- _Given instruction_
Retype the data below without altering anything.

--- Begin Material for this task ---

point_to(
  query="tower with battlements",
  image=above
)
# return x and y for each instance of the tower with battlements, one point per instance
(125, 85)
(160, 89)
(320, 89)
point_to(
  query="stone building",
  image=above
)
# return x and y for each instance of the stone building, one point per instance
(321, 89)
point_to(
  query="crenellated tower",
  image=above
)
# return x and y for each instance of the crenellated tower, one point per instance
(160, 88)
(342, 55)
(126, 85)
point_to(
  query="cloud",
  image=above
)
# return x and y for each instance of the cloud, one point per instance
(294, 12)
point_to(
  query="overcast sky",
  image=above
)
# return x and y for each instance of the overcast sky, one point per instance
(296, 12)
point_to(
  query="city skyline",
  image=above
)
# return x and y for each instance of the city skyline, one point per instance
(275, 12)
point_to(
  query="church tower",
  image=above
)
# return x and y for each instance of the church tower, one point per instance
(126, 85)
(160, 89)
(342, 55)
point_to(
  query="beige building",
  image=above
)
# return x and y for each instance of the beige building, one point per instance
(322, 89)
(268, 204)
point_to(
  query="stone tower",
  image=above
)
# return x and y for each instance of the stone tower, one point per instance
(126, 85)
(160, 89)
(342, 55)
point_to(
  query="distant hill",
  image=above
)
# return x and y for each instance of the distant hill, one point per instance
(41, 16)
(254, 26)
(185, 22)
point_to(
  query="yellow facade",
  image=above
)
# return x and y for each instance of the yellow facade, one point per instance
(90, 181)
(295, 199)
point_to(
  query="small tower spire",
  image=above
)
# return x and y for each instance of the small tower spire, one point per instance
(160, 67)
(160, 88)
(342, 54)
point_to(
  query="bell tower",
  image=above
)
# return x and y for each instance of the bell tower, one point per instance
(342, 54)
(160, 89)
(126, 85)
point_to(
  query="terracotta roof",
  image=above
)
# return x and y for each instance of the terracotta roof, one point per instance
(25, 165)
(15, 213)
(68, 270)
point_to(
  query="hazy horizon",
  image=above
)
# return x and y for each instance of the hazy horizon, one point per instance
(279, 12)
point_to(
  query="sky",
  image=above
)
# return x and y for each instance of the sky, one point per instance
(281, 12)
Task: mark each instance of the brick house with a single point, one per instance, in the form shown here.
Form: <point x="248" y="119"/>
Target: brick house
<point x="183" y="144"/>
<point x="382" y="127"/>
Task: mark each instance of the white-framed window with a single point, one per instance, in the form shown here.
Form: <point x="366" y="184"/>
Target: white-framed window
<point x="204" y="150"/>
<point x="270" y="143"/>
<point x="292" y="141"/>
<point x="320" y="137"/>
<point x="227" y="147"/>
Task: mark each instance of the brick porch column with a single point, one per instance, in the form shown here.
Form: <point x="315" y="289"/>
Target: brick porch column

--- End Material for this task ---

- _Completed exercise_
point_to(
  query="tower with battlements",
  image=above
)
# return x and y for each instance of the tower with battlements, one point per instance
(125, 85)
(160, 89)
(320, 89)
point_to(
  query="stone building",
  image=above
)
# return x and y for each instance of the stone building, one point per instance
(321, 89)
point_to(
  query="crenellated tower",
  image=above
)
# return x and y for each instance of the crenellated tower, one point per instance
(160, 88)
(342, 55)
(126, 85)
point_to(
  query="cloud",
  image=above
)
# return x and y for each instance of the cloud, one point per instance
(294, 12)
point_to(
  query="overcast sky",
  image=above
)
# return x and y for each instance of the overcast sky, one point per instance
(296, 12)
point_to(
  query="city skyline",
  image=above
)
# return x and y for each instance of the city skyline, one point per instance
(275, 12)
point_to(
  query="church tower",
  image=above
)
# return x and y for each instance of the church tower, one point per instance
(126, 85)
(160, 89)
(342, 55)
point_to(
  query="beige building",
  image=above
)
# return x and y for each instance of the beige building, one point per instance
(322, 89)
(268, 204)
point_to(
  query="stone tower",
  image=above
)
# return x and y for each instance of the stone tower, one point per instance
(126, 85)
(160, 89)
(342, 55)
point_to(
  query="distant hill",
  image=above
)
# return x and y for each instance of the distant hill, one point per instance
(41, 16)
(254, 26)
(185, 22)
point_to(
  query="yellow facade",
  image=above
)
# return x and y for each instance of the yellow facade, one point per instance
(90, 181)
(295, 199)
point_to(
  query="small tower spire",
  image=above
)
# return x and y for each instance of the small tower spire, one point per instance
(160, 67)
(160, 88)
(342, 54)
point_to(
  query="bell tower",
  image=above
)
# return x and y for each instance of the bell tower, one point per instance
(342, 54)
(160, 89)
(126, 85)
point_to(
  query="terracotta roof",
  image=above
)
# return x and y for each instance of the terracotta roof, one point per instance
(25, 165)
(15, 213)
(68, 270)
point_to(
  query="hazy horizon",
  image=above
)
# return x and y for each instance of the hazy horizon, one point per instance
(279, 12)
point_to(
  query="sky",
  image=above
)
# return x and y for each instance of the sky, one point per instance
(281, 12)
Task: mark each instance of the brick house with a single point, one per instance, in the form shown here.
Form: <point x="248" y="119"/>
Target: brick house
<point x="183" y="144"/>
<point x="382" y="127"/>
Task: mark each instance of the white-framed window with a single point, one per instance, in the form shown here.
Form: <point x="366" y="184"/>
Target: white-framed window
<point x="204" y="150"/>
<point x="270" y="143"/>
<point x="292" y="141"/>
<point x="320" y="137"/>
<point x="227" y="147"/>
Task: mark each instance of the brick porch column with a single point, one per instance, in the form shown here.
Form: <point x="315" y="289"/>
Target: brick porch column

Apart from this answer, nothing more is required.